What the task requires:
Please retype all of the data below, character for character, changing nothing.
○ ○ ○ ○
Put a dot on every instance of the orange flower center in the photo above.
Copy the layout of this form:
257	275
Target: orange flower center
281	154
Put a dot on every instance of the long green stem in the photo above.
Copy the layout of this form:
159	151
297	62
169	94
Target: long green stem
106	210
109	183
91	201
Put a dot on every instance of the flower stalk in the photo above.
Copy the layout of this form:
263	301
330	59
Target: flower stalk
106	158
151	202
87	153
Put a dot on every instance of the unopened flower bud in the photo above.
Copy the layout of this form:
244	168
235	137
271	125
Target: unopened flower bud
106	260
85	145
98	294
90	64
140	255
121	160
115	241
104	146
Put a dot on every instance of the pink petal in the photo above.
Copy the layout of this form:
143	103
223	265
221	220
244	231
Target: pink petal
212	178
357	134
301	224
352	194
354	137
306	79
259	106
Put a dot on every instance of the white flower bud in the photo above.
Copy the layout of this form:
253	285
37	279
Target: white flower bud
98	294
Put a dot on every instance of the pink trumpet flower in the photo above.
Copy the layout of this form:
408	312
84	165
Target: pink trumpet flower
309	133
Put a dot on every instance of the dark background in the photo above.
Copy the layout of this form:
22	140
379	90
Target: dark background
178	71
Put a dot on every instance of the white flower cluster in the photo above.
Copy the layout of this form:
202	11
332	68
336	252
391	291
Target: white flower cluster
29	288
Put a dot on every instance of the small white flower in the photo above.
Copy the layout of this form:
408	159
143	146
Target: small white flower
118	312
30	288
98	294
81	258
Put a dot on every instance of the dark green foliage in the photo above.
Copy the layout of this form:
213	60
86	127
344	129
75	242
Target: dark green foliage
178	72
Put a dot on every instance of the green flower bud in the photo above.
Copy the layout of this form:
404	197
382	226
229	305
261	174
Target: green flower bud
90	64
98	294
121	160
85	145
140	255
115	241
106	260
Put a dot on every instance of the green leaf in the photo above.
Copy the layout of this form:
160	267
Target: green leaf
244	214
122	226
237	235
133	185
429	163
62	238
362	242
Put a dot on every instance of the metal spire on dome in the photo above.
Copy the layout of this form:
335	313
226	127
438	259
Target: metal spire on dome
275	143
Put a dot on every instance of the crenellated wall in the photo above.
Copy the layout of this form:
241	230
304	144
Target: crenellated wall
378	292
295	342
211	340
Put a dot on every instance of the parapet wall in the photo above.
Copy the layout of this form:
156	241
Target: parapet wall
○ ○ ○ ○
Exercise output:
Put a dot on every instance of the orange flower center in the photo above.
Copy the layout of this form:
257	275
Target: orange flower center
281	154
Put a dot on every instance of the long green stem in the photo above.
Copy the layout of this form:
159	151
297	62
169	94
Target: long green stem
106	210
109	183
91	201
Put a dot on every instance of the flower stalk in the photo above.
Copy the layout of this form:
263	301
330	59
Target: flower stalk
106	158
151	202
87	153
Put a dot on every instance of the unopened flower bud in the photo above.
Copy the layout of this form:
244	168
235	137
271	125
Target: unopened flower bud
106	260
85	145
98	294
90	64
140	255
121	160
115	241
104	146
Put a dot on every instance of the pink petal in the photo above.
Copy the layout of this form:
143	103
223	265
221	220
244	231
Target: pink petal
212	178
357	134
301	224
352	194
354	137
306	79
259	106
Put a dot on every instance of the white flower bud in the photo above.
Copy the layout of this form:
253	285
37	279
Target: white flower bud
98	294
Put a dot on every instance of the pink trumpet flower in the photo above.
Copy the layout of this form:
408	312
84	165
Target: pink trumpet flower
309	133
Put a dot on every instance of the dark background in the photo above.
Copy the layout of this form:
22	140
379	90
Target: dark background
178	71
Put a dot on every instance of the white flower cluster in the photo above.
Copy the layout of this form:
202	11
332	68
336	252
391	291
Target: white flower cluster
29	288
Put a dot on every instance of the small white flower in the photo above.
Copy the layout of this form:
408	159
143	146
Target: small white flower
118	312
30	288
98	294
81	258
Put a dot on every instance of the dark green foliage in the photo above.
Copy the layout of this form:
213	60
86	127
344	129
75	242
Target: dark green foliage
178	72
Put a dot on every instance of the green flower bud in the photo above.
Copy the layout of this form:
404	197
382	226
229	305
261	174
Target: green flower bud
90	64
98	294
121	160
85	145
140	255
115	241
106	260
Put a dot on every instance of the green leaf in the photo above.
Copy the layout of this form:
160	267
Target: green leaf
244	214
122	226
237	235
133	185
429	163
62	238
362	242
Put a dot on every instance of the metal spire on dome in the photo above.
Copy the layout of this form:
335	313
226	127
438	259
Target: metal spire on dome
275	143
Put a dot on every instance of the crenellated wall in the photo above.
Copy the layout of this form:
241	230
304	144
Target: crenellated wall
378	292
295	342
211	340
Put a dot on every instance of the parapet wall in the photo above.
Copy the layout of this form:
156	241
Target: parapet wall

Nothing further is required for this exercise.